*WHAT TO PRODUCE*:
Pick out every line in the records below that contains the word "dark", and copy each of those lines.

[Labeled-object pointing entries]
Begin
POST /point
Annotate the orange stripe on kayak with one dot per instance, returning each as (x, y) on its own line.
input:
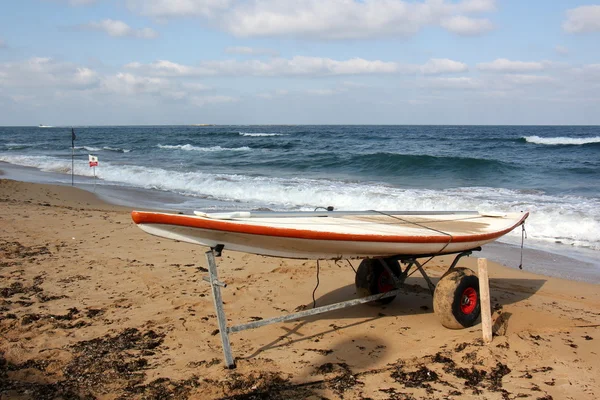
(141, 217)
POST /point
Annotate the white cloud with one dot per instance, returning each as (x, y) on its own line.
(76, 2)
(504, 65)
(524, 79)
(117, 28)
(39, 72)
(442, 65)
(589, 72)
(179, 8)
(466, 26)
(272, 95)
(583, 19)
(332, 19)
(463, 82)
(201, 101)
(130, 84)
(324, 92)
(562, 50)
(298, 66)
(251, 51)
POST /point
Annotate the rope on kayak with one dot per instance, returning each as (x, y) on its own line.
(314, 291)
(523, 237)
(450, 237)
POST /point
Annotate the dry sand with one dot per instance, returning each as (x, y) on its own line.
(92, 307)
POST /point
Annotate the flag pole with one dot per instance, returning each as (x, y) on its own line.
(72, 155)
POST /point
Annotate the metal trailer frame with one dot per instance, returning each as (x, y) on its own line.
(225, 330)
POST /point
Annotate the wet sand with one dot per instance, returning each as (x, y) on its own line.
(92, 307)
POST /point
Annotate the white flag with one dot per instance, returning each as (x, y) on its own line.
(93, 160)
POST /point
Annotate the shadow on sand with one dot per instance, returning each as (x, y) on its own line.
(416, 299)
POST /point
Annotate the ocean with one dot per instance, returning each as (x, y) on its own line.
(551, 171)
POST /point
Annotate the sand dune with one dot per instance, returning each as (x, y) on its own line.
(92, 306)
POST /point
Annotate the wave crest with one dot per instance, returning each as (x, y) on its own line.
(189, 147)
(564, 141)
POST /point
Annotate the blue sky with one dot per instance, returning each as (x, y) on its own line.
(105, 62)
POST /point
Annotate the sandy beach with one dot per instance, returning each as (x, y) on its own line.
(92, 307)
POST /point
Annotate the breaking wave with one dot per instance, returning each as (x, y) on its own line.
(189, 147)
(564, 141)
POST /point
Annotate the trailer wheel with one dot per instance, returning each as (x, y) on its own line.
(372, 278)
(456, 299)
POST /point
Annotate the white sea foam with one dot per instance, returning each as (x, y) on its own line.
(570, 220)
(189, 147)
(87, 148)
(561, 140)
(259, 134)
(17, 146)
(117, 149)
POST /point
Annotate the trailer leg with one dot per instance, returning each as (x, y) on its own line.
(215, 285)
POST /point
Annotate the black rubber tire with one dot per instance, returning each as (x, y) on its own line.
(372, 278)
(456, 299)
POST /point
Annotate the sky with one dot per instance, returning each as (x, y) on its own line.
(150, 62)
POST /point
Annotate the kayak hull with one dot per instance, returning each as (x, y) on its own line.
(334, 238)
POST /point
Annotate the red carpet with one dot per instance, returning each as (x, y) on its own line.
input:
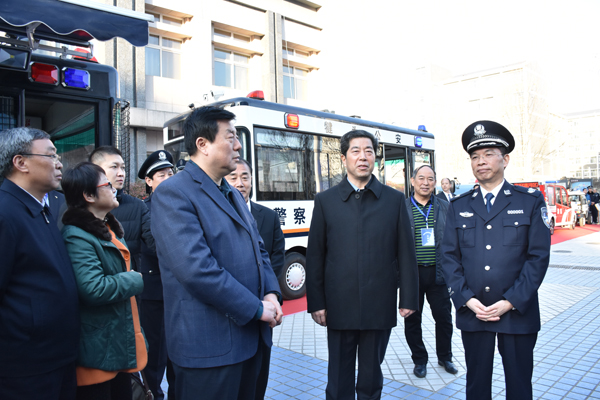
(294, 306)
(563, 234)
(560, 235)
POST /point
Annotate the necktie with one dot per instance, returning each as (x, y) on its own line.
(488, 203)
(226, 190)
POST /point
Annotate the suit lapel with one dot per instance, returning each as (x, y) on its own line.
(258, 216)
(502, 201)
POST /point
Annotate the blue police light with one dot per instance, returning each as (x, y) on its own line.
(76, 78)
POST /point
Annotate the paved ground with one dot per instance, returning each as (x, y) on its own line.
(567, 354)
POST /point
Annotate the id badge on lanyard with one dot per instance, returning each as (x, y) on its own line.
(427, 235)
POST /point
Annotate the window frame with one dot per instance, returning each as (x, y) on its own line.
(162, 49)
(233, 64)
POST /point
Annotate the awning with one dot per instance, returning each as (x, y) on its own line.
(74, 21)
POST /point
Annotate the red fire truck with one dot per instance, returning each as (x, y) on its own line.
(560, 212)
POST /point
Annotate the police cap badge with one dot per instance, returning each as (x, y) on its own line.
(482, 134)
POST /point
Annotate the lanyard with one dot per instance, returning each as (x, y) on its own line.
(421, 211)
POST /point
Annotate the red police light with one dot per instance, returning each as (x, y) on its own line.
(292, 121)
(44, 73)
(257, 94)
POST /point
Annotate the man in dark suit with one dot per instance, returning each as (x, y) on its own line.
(427, 220)
(39, 316)
(359, 250)
(496, 250)
(157, 168)
(270, 231)
(220, 292)
(446, 193)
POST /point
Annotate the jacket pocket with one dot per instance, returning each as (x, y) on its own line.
(465, 229)
(203, 331)
(515, 230)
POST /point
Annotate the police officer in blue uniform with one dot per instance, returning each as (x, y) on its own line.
(157, 168)
(496, 250)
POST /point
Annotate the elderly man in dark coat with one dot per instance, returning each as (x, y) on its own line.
(39, 316)
(359, 250)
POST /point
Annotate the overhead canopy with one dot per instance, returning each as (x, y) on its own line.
(74, 21)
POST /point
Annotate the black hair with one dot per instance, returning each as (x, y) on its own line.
(203, 122)
(348, 136)
(242, 161)
(101, 151)
(82, 179)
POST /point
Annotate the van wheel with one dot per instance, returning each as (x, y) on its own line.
(292, 280)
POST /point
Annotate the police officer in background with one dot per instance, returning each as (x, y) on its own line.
(496, 250)
(157, 168)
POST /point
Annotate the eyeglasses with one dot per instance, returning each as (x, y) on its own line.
(55, 157)
(486, 157)
(106, 184)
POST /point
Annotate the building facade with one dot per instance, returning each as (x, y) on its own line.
(201, 52)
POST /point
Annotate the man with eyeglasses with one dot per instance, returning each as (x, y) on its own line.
(496, 250)
(39, 316)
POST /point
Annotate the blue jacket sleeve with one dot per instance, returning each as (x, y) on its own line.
(532, 274)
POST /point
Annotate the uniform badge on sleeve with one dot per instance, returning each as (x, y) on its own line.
(545, 217)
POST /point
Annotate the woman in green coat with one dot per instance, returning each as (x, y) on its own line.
(111, 343)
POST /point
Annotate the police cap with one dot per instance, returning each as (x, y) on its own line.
(158, 160)
(482, 134)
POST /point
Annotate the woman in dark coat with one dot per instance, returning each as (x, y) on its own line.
(111, 343)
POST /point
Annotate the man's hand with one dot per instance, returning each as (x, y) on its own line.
(405, 312)
(499, 308)
(269, 313)
(491, 313)
(272, 298)
(320, 317)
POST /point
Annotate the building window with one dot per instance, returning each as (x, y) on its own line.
(163, 57)
(295, 83)
(231, 69)
(230, 35)
(165, 19)
(295, 53)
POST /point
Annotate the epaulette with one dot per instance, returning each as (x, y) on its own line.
(460, 196)
(529, 191)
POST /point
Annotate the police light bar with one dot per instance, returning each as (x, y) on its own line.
(14, 57)
(76, 78)
(257, 94)
(44, 73)
(292, 121)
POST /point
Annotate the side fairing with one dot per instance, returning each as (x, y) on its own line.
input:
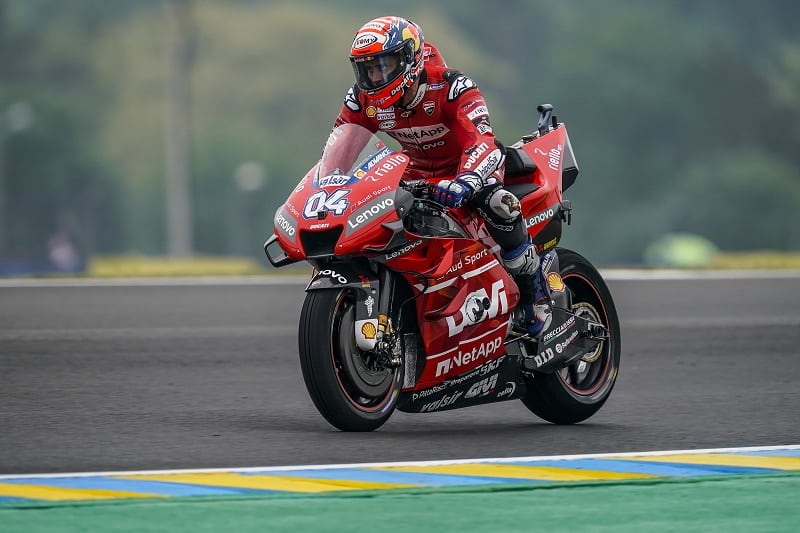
End
*RESPONSE BELOW*:
Annotate the man in dark suit with one dot per instance, returning each as (x, y) on its own line.
Annotate the elderly man in dark coat with one dot per instance, returning each as (x, y) on its own line.
Annotate the woman in dark coat with one dot per instance, returning each as (x, y) on its own line.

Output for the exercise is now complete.